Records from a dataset

···

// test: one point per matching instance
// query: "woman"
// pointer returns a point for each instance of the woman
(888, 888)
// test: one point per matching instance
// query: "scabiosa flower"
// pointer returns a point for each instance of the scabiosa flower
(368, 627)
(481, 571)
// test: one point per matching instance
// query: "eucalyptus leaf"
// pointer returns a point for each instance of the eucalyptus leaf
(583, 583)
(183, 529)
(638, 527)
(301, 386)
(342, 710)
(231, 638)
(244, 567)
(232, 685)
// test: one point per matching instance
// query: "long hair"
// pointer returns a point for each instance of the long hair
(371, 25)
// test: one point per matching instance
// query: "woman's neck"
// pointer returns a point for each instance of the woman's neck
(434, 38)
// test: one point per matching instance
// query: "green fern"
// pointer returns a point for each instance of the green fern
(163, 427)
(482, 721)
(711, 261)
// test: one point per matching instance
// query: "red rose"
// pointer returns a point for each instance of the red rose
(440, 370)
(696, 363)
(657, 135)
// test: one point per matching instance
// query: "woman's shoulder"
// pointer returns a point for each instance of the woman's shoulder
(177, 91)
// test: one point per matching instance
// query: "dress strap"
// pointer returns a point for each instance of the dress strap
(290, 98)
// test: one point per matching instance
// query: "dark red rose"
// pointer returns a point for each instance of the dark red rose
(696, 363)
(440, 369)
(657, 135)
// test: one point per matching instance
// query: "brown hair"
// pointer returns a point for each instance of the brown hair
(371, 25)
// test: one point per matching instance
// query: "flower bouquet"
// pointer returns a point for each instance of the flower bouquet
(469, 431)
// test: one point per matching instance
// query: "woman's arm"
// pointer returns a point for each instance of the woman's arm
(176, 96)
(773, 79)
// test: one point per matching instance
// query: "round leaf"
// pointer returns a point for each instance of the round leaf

···

Produce an exact copy of the whole listing.

• _Task output_
// test: one point per matching instance
// query: "woman"
// pointer returns a point for each instance of the woman
(888, 888)
// test: one point per matching instance
// query: "scabiosa flower"
// pointer returns a point for each instance of the scabiosa flower
(368, 627)
(481, 571)
// test: one point per matching instance
// query: "eucalyptus leaf"
// pointer returns a point for each instance of the eucalyptus leaf
(583, 583)
(183, 529)
(638, 527)
(301, 386)
(342, 710)
(231, 638)
(244, 567)
(232, 685)
// test: one point per matching instance
// query: "long hair"
// pointer returns a point for each instance of the long hair
(371, 25)
// test: one point per matching instance
// query: "woman's neck"
// pointer returns a point for each instance of the woman's neck
(434, 38)
// test: one point per matching instance
// query: "green fern"
// pointer returns a point for each instance of the green fern
(163, 427)
(482, 721)
(711, 261)
// test: one point per matching instance
// query: "red rose"
// pointer returns a point for each instance of the red rose
(440, 370)
(696, 363)
(657, 135)
// test: one point per matching instance
// query: "woman's shoulder"
// pointer returns a point for each instance of the woman's shoulder
(177, 91)
// test: one point per matching instance
// query: "dress strap"
// pointer returns a point for each instance of the dress strap
(290, 98)
// test: one point per matching instance
// query: "dark red rose"
// pointer returns a point for each instance of the dark red rose
(696, 363)
(440, 369)
(657, 135)
// test: one point per matching instance
// query: "brown hair"
// pointer returns a point for each instance of the brown hair
(371, 25)
// test: one point per matching instance
// query: "flower bouquet"
// pointer returns a point for each instance of the flower bouquet
(469, 431)
// test: one point per matching instance
// query: "woman's arm"
// pointer returns a point for each instance of the woman's arm
(176, 96)
(773, 79)
// test: one point per matching instance
// query: "round leaf"
// pointer returns a point for each instance of the round leaf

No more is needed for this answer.